%%

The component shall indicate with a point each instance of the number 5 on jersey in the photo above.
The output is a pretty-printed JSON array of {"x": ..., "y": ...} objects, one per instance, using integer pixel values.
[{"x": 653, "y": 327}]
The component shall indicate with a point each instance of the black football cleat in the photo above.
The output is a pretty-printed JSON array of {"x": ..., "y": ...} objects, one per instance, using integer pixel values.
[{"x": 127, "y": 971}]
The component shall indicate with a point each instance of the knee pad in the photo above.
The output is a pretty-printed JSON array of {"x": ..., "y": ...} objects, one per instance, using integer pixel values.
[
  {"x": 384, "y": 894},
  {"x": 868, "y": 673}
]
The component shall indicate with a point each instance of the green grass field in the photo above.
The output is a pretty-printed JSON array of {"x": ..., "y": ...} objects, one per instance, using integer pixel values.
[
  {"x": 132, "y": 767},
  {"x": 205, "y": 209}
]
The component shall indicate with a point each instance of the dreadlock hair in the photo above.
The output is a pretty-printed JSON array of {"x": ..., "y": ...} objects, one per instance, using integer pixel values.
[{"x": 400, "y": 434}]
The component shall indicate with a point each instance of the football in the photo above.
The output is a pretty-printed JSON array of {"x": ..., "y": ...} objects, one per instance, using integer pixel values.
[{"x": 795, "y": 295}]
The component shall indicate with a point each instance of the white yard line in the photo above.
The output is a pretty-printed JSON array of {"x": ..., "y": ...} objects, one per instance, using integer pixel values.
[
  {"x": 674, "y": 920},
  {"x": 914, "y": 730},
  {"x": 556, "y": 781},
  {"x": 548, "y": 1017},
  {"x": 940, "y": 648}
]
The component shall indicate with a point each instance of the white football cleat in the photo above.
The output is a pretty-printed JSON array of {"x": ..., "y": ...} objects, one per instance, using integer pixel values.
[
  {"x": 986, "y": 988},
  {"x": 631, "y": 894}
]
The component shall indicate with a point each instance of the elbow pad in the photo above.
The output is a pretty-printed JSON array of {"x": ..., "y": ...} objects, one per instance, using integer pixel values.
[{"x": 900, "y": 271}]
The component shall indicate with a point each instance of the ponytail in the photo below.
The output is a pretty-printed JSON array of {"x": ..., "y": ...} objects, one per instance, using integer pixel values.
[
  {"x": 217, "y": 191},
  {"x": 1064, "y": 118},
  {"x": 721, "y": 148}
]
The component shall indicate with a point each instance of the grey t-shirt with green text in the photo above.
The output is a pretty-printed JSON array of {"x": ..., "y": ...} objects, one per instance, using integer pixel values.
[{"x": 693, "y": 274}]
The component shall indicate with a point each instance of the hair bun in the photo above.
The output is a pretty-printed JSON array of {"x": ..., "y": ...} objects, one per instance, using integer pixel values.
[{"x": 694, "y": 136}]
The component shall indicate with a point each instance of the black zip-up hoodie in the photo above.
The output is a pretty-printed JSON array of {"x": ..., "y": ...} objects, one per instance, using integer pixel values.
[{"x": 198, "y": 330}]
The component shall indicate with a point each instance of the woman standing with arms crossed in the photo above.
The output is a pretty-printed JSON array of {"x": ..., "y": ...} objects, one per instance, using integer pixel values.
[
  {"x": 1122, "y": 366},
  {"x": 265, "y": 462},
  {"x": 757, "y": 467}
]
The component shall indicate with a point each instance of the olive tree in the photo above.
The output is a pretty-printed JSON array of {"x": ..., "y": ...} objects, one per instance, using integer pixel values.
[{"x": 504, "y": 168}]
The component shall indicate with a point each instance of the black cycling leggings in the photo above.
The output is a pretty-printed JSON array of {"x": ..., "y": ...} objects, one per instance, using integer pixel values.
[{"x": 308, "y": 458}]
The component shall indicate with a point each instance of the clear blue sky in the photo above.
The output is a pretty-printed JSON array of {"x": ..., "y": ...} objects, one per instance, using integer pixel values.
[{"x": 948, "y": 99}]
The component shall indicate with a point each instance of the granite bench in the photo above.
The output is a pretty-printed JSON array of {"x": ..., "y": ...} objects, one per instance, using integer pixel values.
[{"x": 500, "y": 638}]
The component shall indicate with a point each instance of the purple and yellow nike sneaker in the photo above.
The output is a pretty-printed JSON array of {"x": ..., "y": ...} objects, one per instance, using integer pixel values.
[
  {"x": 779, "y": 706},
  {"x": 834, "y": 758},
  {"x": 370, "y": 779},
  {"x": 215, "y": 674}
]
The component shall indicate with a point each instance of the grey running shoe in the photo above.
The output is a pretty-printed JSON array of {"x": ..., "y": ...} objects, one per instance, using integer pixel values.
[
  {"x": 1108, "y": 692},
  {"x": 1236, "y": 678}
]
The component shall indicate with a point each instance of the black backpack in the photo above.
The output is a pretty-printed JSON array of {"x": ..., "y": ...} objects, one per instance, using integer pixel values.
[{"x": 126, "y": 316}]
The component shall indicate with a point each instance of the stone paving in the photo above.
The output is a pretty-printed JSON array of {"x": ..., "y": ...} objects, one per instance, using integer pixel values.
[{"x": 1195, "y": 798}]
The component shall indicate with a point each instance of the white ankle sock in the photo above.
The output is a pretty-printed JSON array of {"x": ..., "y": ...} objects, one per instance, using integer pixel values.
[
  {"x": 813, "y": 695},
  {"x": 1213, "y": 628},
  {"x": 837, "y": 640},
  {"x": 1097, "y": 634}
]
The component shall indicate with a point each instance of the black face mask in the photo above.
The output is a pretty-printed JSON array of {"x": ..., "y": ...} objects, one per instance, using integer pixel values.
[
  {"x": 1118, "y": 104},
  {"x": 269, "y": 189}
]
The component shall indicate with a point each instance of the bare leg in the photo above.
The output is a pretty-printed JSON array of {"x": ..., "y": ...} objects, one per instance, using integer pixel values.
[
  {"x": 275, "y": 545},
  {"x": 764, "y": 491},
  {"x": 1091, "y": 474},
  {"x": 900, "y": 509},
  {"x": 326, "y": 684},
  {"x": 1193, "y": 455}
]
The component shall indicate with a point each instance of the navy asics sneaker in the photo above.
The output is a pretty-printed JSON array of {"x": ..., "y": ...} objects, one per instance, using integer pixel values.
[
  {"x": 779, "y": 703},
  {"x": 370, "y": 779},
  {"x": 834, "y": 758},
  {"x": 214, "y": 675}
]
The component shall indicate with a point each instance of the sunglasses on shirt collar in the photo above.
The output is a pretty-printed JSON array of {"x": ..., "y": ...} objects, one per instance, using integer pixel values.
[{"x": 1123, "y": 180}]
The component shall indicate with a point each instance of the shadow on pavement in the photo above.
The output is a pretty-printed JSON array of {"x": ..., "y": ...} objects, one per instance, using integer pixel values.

%%

▸ Task:
Extract the full listing and reproduce each line exactly.

▸ Worked answer:
The component shall indicate with a point each instance of the number 5 on jersey in the photo above.
The output is a pretty-printed JSON array of {"x": ..., "y": ...} objects, one per instance, using integer pixel values.
[{"x": 653, "y": 327}]
The component shall indicate with a point each instance of the black football cleat in the photo above.
The output is a pretty-printed JSON array of {"x": ..., "y": ...} objects, one per instance, using integer pixel values.
[{"x": 127, "y": 971}]
The component shall indicate with a point each instance of the knee pad in the photo above.
The output is a pretty-printed JSON array of {"x": ..., "y": ...} objects, one per instance, using integer pixel values.
[
  {"x": 384, "y": 894},
  {"x": 868, "y": 673}
]
The component shall indicate with a point each instance of the green grass field in the photo above.
The output is a pretty-printed JSON array of {"x": ..., "y": ...} objects, one per instance, using integer pixel values.
[
  {"x": 132, "y": 767},
  {"x": 205, "y": 209}
]
The component shall indicate with a point each instance of the dreadlock hair in the photo above.
The output is a pretty-printed JSON array of {"x": ..., "y": ...} objects, one per instance, using integer pixel values.
[{"x": 400, "y": 434}]
The component shall indicate with a point each instance of the football in the photo above.
The output is a pretty-printed JSON array of {"x": ..., "y": ...} objects, one per instance, using integer pixel values.
[{"x": 795, "y": 295}]
The component shall indicate with a point each instance of the white yard line in the photo above.
The output is a pretty-printed JSON array of {"x": ..., "y": ...} objects, one per instance, using integer pixel values.
[
  {"x": 674, "y": 920},
  {"x": 914, "y": 730},
  {"x": 556, "y": 781},
  {"x": 548, "y": 1017},
  {"x": 940, "y": 648}
]
The component shall indicate with a point each instance of the white football cleat in the photo above.
The output is a pretty-printed JSON array of {"x": ..., "y": ...} objects, one per instance, using integer pixel values.
[
  {"x": 986, "y": 988},
  {"x": 631, "y": 894}
]
The component shall indicate with a point each instance of the elbow pad in the photo above.
The output is a pretty-printed JSON array of {"x": ..., "y": ...} objects, one per instance, using integer pixel values.
[{"x": 900, "y": 271}]
The component shall indicate with a point each instance of the ponytail in the photo below.
The output is a pretty-printed JSON array of {"x": ..., "y": ...} objects, one per instance, using integer pixel values.
[
  {"x": 217, "y": 191},
  {"x": 1064, "y": 118},
  {"x": 721, "y": 148}
]
The component shall indicate with a point each instance of the grey t-shirt with green text in the photo above.
The output is a pretty-printed JSON array of {"x": ..., "y": ...} objects, one per instance, using integer pixel values.
[{"x": 693, "y": 274}]
The component shall indicate with a point each instance of the hair bun in the photo above.
The output is a pretty-printed JSON array of {"x": ..., "y": ...} objects, one per instance, using integer pixel values.
[{"x": 694, "y": 136}]
The component shall indicate with a point each instance of the black zip-up hoodie in the photo above.
The output is a pretty-printed JSON array of {"x": ..., "y": ...} objects, one per instance, using integer pixel values.
[{"x": 198, "y": 330}]
The component shall indicate with a point each instance of the woman standing with arms crossed in the photo above.
The output is a pretty-printed JSON array of {"x": ..., "y": ...} objects, one per instance, using integer pixel values.
[
  {"x": 1122, "y": 366},
  {"x": 265, "y": 462},
  {"x": 757, "y": 467}
]
The component shall indicate with a point each instance of the olive tree in the photo above.
The output is a pretty-printed JSON array of {"x": ..., "y": ...} objects, one per instance, using integer pixel values.
[{"x": 504, "y": 168}]
The component shall indicate with a point each instance of the black cycling leggings in the photo above.
The output is a pretty-printed JSON array of {"x": ..., "y": ...} objects, one per instance, using integer pixel values.
[{"x": 308, "y": 458}]
The component shall indicate with a point each instance of the clear blue sky in the photo above.
The output is a pretty-printed JSON array of {"x": ..., "y": ...} objects, one per instance, using integer pixel values.
[{"x": 948, "y": 99}]
The component shall indicate with a point each instance of the granite bench in the photo above.
The output is a pretty-printed JSON array of {"x": ..., "y": ...} objects, one per instance, using integer pixel values.
[{"x": 500, "y": 638}]
The component shall indicate with a point each instance of the purple and yellow nike sneaker in the photo above.
The output is a pretty-printed JSON array of {"x": ..., "y": ...} objects, one per instance, using integer pixel values.
[
  {"x": 779, "y": 706},
  {"x": 834, "y": 758},
  {"x": 370, "y": 779},
  {"x": 215, "y": 674}
]
The component shall indicate with a point each instance of the grey running shoe in the photo above.
The output is a pretty-printed JSON array of {"x": ..., "y": ...} objects, one per instance, using integer pixel values.
[
  {"x": 1108, "y": 692},
  {"x": 1236, "y": 678}
]
The component shall indicate with a point each instance of the black backpack in the photo above.
The output is a pretty-printed JSON array of {"x": ..., "y": ...} objects, one per instance, using integer pixel values.
[{"x": 126, "y": 316}]
The component shall indicate with a point each instance of the stone paving in the photo above.
The output is a pretty-printed JSON array of {"x": ..., "y": ...} objects, one per instance, using integer pixel values.
[{"x": 1195, "y": 798}]
The component shall indicate with a point each instance of the white ankle sock in the photo above.
The output is a pretty-printed JSON array of {"x": ..., "y": ...} objects, one per instance, using integer pixel values.
[
  {"x": 813, "y": 695},
  {"x": 1213, "y": 628},
  {"x": 837, "y": 640},
  {"x": 1097, "y": 634}
]
The component shall indicate with a point each instance of the black face mask in the photo above.
The output is a pretty-printed JSON array of {"x": ..., "y": ...} objects, one per instance, using integer pixel values.
[
  {"x": 1118, "y": 104},
  {"x": 269, "y": 189}
]
The component shall indicate with a point each instance of the bare leg in the photo above.
The output is a pretty-printed JSON array of {"x": ..., "y": ...} objects, one per instance, using integer pixel values.
[
  {"x": 275, "y": 545},
  {"x": 764, "y": 491},
  {"x": 1091, "y": 474},
  {"x": 900, "y": 509},
  {"x": 326, "y": 684},
  {"x": 1193, "y": 455}
]
The component shall indicate with a point each instance of the navy asics sneaker in the photo above.
The output is a pretty-printed JSON array of {"x": ..., "y": ...} objects, one per instance, using integer pixel values.
[
  {"x": 779, "y": 703},
  {"x": 370, "y": 779},
  {"x": 834, "y": 758},
  {"x": 214, "y": 675}
]
The component shall indicate with a point each instance of the sunglasses on shirt collar in the photo above.
The output is a pretty-printed JSON array of {"x": ..., "y": ...} objects, one per instance, using integer pixel values.
[{"x": 1123, "y": 180}]
The component shall indicate with a point each instance of the shadow on pavement in the photo above.
The output is a pretty-printed JSON array of {"x": ..., "y": ...} objects, one per instance, using integer pixel values.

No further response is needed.